» Exercise directions
Return the whole listing, keeping every character the same.

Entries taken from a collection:

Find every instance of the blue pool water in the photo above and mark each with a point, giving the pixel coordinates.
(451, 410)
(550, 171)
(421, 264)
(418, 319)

» Task response
Find every instance of the blue pool water in the photo above and mark each with a point, giving the pixel coordinates.
(451, 410)
(550, 171)
(421, 264)
(418, 319)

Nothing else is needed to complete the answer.